Excerpted text:

———

Book Review: "The Third Reich in the Ivory Tower"

Columbia students stage a mock book burning in 1936 to protest Nicholas Murray Butler's decision to send a delegate to the University of Heidelberg's 550th anniversary celebration
Columbia students stage a mock book burning in 1936 to protest Nicholas Murray Butler's decision to send a delegate to the University of Heidelberg's 550th anniversary celebration. (Columbia University Archives)

In 1933, soon after Hitler came to power, the Nazis began expelling Jewish students and dismissing Jewish professors from their universities. On campuses across Germany, Nazis and their sympathizers publicly burned books written by Jews and other perceived enemies (including books by Columbia anthropologist Franz Boas).

Just months after the first book burnings, Columbia president Nicholas Murray Butler welcomed Hans Luther, the German ambassador to the United States, to Morningside Heights, insisting that he be accorded “the greatest courtesy and respect.” In Cambridge, Roscoe Pound, dean of the Harvard Law School, accepted an honorary degree from the University of Berlin. Returning from a 1934 trip to Germany, Pound told reporters, “there was no persecution of Jewish scholars or of Jews . . . who had lived in [Germany] for any length of time.”

———

Stated problem A:
In the book review, which university gave Roscoe Pound an honorary degree?
Stated problem B:
Resume the book review after its last sentence.

Given information:

———

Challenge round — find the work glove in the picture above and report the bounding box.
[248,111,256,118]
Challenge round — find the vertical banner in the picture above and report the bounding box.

———

Exercise output A:
The University of Berlin.

Exercise output B:
As Stephen H. Norwood ’84GSAS forcefully demonstrates in The Third Reich in the Ivory Tower: Complicity and Conflict on American Campuses, some of America’s top universities adopted a hear-no-evil attitude toward Hitler’s Germany that bordered on complicity.

Columbia was one of the few places where that attitude was challenged. The editors of the Daily Spectator reacted strongly to what was happening in Europe. In the aftermath of the expulsion in 1933 of 15 Jews from university faculty positions in Germany, the newspaper called on Butler to hire them as Columbia professors. Later, in an editorial titled “Silence Gives Consent, Dr. Butler,” the Spectator bitterly denounced what it saw as Butler’s courtship of the German government and its universities. In yet another, the newspaper wrote, “The reputation of this University has suffered . . . because of the remarkable silence of its President . . . ”

Butler responded to criticism from the Spectator and other student groups by emphasizing that Columbia’s relationships with German universities were “strictly academic” and had “no political implications of any kind.” He went on to mock the protests. “We may next expect to be told that we must not read Goethe’s Faust, or hear Wagner’s Lohengrin, or visit the great picture galleries at Dresden, or study Kant’s Kritik, because we so heartily disapprove of the present form of government in Germany.” Butler, who was “a longtime admirer of Benito Mussolini,” wasn’t exactly apolitical, though. In 1934 he fired Jerome Klein ’25CC, ’32GSAS, a promising young member of the fine arts faculty, for signing an appeal against the Luther invitation; and he expelled Robert Burke, a Columbia College student, for participating in a 1936 mock book burning and anti-Nazi picket on campus.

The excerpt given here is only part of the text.